*WORK INSTRUCTIONS:* Collect every line of the data below that contains the string "earlobe", and copy each one out. Matching is case-sensitive.

*RECORDED DATA:*
# # # #

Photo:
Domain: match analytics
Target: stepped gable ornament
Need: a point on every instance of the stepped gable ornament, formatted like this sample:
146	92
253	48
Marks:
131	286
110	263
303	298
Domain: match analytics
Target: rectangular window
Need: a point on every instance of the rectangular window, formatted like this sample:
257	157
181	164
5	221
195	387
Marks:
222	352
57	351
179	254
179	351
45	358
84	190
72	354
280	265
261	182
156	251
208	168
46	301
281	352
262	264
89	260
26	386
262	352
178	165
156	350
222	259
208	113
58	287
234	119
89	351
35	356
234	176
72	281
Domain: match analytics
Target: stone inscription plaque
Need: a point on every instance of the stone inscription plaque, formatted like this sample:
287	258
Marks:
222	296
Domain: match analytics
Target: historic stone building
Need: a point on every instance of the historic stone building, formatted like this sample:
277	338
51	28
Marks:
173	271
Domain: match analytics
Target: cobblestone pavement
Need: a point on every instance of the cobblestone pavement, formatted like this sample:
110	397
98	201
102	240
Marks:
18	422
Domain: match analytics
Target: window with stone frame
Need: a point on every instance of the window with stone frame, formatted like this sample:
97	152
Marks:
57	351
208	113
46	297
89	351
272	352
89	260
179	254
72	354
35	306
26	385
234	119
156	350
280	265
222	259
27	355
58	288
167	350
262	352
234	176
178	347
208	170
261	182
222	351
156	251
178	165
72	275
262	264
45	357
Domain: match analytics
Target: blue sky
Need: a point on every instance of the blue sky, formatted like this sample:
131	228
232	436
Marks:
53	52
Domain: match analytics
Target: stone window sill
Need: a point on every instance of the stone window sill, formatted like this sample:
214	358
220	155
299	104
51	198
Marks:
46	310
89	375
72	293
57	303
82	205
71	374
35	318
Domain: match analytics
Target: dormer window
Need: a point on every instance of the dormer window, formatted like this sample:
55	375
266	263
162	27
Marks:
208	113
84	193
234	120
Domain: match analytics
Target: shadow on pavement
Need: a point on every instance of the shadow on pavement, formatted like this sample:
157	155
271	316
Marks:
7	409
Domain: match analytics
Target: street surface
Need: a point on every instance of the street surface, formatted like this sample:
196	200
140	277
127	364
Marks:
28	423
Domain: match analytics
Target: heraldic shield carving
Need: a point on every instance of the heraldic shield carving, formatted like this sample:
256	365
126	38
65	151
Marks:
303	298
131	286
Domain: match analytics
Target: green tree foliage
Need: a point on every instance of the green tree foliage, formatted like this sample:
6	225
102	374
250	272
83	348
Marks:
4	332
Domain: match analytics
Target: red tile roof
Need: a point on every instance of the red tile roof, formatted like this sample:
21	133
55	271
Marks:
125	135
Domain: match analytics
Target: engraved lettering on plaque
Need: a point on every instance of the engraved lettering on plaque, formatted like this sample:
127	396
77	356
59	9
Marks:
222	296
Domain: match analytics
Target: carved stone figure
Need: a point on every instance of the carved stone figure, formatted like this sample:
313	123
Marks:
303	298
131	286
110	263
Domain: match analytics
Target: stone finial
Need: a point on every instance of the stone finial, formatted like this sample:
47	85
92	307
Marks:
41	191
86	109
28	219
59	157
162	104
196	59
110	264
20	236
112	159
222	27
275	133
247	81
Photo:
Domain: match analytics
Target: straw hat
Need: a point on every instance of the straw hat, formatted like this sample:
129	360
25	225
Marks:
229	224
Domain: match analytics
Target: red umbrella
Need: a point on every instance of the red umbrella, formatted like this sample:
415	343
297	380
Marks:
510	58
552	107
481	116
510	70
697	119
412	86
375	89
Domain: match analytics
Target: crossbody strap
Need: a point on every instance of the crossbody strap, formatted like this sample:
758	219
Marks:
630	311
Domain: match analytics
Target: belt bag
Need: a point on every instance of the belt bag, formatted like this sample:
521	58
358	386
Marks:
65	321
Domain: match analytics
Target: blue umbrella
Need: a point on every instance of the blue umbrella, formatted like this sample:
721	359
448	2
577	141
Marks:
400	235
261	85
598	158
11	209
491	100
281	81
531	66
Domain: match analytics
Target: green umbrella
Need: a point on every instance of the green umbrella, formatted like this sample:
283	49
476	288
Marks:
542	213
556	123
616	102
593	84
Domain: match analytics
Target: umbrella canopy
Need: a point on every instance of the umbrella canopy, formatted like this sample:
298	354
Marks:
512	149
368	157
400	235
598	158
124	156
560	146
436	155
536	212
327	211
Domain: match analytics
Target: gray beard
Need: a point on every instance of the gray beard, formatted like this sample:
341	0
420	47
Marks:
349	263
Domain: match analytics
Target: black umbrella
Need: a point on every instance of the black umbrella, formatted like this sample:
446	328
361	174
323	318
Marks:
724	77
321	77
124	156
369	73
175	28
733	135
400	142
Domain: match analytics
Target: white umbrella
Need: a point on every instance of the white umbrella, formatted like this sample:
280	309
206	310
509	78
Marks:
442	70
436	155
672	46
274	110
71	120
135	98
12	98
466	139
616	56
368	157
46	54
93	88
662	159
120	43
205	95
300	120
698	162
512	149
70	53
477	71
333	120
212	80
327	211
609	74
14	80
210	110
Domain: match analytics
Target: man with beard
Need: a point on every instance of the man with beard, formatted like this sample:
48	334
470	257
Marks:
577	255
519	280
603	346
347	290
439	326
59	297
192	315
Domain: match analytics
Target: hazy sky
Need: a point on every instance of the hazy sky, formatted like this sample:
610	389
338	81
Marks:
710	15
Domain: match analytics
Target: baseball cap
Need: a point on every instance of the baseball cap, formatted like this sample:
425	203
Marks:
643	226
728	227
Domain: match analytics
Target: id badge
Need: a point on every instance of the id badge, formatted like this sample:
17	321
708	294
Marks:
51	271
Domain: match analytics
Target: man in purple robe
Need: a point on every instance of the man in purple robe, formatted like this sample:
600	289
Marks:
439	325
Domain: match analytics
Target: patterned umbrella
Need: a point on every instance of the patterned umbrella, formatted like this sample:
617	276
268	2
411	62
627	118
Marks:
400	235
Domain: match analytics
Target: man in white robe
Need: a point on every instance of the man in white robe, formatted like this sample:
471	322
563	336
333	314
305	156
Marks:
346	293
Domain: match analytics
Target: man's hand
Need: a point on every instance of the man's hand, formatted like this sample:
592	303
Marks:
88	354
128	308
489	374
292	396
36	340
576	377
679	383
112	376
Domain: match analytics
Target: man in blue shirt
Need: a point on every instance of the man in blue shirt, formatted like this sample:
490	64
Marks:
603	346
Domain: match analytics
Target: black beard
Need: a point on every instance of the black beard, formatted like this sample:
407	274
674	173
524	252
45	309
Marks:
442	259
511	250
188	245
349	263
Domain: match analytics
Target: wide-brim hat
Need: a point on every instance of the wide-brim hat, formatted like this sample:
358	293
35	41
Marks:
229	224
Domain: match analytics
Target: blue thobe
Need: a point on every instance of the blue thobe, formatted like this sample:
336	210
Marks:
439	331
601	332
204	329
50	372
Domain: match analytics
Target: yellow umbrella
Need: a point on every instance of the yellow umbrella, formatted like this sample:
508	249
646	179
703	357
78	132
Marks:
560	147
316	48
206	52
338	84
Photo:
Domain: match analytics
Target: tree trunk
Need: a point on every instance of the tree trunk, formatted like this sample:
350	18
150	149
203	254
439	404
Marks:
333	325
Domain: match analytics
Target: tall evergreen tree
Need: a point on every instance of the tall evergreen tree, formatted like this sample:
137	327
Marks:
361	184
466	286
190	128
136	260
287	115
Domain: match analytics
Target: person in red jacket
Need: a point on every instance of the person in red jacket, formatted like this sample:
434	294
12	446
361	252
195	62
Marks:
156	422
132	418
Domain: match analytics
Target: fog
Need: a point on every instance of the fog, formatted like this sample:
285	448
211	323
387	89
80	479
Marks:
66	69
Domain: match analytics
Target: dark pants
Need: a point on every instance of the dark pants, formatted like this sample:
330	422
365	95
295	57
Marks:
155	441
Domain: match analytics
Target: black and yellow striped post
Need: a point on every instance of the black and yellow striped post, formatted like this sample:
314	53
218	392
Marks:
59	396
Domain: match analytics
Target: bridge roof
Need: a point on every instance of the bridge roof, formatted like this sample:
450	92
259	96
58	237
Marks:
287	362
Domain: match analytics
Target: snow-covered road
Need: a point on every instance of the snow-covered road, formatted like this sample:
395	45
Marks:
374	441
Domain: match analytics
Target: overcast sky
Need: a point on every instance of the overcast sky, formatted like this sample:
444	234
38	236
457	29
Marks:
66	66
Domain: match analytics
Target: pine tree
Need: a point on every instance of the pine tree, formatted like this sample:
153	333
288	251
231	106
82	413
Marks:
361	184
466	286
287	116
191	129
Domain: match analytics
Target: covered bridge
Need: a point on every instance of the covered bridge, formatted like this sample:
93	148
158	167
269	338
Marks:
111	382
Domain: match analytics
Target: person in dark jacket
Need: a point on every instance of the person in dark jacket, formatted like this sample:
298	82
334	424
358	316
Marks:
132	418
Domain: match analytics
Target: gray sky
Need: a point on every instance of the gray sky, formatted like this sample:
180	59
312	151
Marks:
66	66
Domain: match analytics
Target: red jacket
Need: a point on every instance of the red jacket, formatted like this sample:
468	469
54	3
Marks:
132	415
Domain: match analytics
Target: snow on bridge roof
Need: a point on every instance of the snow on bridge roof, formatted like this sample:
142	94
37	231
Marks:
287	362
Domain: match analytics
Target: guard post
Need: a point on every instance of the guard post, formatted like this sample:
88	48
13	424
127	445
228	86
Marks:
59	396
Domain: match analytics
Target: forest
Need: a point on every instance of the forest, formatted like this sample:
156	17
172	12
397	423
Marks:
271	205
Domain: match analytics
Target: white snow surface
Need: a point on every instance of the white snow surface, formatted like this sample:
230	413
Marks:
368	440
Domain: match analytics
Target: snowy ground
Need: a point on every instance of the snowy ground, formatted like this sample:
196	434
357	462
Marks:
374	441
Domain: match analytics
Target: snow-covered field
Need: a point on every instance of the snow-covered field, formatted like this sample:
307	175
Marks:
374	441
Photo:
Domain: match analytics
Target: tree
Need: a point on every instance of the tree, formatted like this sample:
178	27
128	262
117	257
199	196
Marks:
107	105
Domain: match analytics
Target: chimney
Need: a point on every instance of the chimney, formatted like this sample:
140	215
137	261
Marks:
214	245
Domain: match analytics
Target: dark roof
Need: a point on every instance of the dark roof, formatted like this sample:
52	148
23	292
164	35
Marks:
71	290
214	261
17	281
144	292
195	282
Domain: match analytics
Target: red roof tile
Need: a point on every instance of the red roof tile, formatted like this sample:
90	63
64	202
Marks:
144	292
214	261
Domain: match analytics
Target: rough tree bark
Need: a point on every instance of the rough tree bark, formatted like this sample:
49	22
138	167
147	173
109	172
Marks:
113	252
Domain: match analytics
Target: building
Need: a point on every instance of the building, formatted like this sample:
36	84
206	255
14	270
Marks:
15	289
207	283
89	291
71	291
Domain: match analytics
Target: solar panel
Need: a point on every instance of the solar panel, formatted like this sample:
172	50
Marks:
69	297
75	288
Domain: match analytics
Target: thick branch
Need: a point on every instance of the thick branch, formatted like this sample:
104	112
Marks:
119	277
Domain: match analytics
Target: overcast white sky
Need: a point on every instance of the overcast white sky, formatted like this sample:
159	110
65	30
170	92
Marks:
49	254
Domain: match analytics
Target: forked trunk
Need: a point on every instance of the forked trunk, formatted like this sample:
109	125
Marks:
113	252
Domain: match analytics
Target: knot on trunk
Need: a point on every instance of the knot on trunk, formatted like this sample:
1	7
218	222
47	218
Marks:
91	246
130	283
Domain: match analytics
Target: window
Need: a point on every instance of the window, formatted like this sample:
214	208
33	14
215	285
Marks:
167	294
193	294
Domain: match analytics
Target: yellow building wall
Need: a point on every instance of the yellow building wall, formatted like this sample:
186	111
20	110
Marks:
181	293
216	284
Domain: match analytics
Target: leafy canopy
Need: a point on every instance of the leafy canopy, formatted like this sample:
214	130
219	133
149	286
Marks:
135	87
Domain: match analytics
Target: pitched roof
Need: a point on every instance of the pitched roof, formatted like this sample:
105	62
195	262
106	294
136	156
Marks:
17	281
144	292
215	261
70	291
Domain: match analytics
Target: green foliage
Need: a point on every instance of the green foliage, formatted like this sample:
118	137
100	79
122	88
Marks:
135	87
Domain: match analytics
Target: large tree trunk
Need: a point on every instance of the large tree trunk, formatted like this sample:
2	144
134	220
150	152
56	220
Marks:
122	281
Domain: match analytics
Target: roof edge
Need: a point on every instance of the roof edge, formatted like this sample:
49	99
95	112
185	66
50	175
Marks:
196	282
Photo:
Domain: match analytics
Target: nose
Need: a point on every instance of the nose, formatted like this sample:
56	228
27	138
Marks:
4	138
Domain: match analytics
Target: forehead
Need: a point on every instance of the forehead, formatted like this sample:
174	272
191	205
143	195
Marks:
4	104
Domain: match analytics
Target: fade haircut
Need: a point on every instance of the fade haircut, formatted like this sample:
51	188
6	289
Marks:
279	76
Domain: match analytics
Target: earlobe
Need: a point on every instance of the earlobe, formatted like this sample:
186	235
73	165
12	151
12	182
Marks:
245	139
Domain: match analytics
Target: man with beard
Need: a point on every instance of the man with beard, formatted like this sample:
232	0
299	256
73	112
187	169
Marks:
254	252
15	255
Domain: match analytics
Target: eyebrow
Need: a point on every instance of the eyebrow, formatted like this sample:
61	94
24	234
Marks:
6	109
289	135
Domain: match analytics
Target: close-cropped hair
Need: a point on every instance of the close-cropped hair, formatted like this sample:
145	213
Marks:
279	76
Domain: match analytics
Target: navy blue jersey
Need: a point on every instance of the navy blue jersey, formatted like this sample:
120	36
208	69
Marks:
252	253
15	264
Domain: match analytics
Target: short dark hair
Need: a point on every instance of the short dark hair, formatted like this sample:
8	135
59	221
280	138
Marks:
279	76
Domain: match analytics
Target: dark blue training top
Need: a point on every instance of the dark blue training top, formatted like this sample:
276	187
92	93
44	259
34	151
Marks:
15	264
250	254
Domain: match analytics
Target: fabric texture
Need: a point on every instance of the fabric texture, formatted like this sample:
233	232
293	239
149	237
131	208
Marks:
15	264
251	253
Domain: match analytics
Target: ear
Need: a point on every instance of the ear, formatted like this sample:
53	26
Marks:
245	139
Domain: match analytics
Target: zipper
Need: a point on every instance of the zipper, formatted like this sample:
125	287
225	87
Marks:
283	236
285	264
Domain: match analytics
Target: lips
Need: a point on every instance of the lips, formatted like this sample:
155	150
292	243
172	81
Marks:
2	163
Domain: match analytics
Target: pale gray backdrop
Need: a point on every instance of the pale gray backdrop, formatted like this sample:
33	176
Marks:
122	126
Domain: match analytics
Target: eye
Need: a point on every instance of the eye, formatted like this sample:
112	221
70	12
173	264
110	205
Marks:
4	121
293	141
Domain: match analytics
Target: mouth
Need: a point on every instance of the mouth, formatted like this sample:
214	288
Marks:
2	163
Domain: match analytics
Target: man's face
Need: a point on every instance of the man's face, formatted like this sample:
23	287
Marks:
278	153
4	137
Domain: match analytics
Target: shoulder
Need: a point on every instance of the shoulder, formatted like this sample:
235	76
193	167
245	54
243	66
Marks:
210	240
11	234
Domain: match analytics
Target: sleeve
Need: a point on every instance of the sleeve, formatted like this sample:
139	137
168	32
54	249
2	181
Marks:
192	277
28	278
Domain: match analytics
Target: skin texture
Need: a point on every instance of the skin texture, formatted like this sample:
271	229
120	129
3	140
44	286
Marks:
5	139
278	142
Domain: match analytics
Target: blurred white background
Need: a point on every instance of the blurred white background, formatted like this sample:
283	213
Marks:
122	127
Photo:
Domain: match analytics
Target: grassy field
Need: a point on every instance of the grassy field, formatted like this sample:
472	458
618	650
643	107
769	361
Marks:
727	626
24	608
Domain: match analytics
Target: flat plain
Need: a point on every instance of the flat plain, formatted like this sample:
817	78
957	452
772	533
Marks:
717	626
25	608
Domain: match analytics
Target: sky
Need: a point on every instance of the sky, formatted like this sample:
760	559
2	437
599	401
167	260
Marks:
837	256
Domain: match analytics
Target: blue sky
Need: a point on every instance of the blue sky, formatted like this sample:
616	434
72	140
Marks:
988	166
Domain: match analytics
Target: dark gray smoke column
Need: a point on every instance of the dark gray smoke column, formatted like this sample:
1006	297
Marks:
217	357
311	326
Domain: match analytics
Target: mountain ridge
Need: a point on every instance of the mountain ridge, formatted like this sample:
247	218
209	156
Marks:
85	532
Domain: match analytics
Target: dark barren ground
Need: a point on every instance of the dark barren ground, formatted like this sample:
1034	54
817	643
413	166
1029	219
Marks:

# # # #

*TASK RESPONSE:*
Target: earlobe
Need: a point on every instance of the earlobe, formatted like this sample:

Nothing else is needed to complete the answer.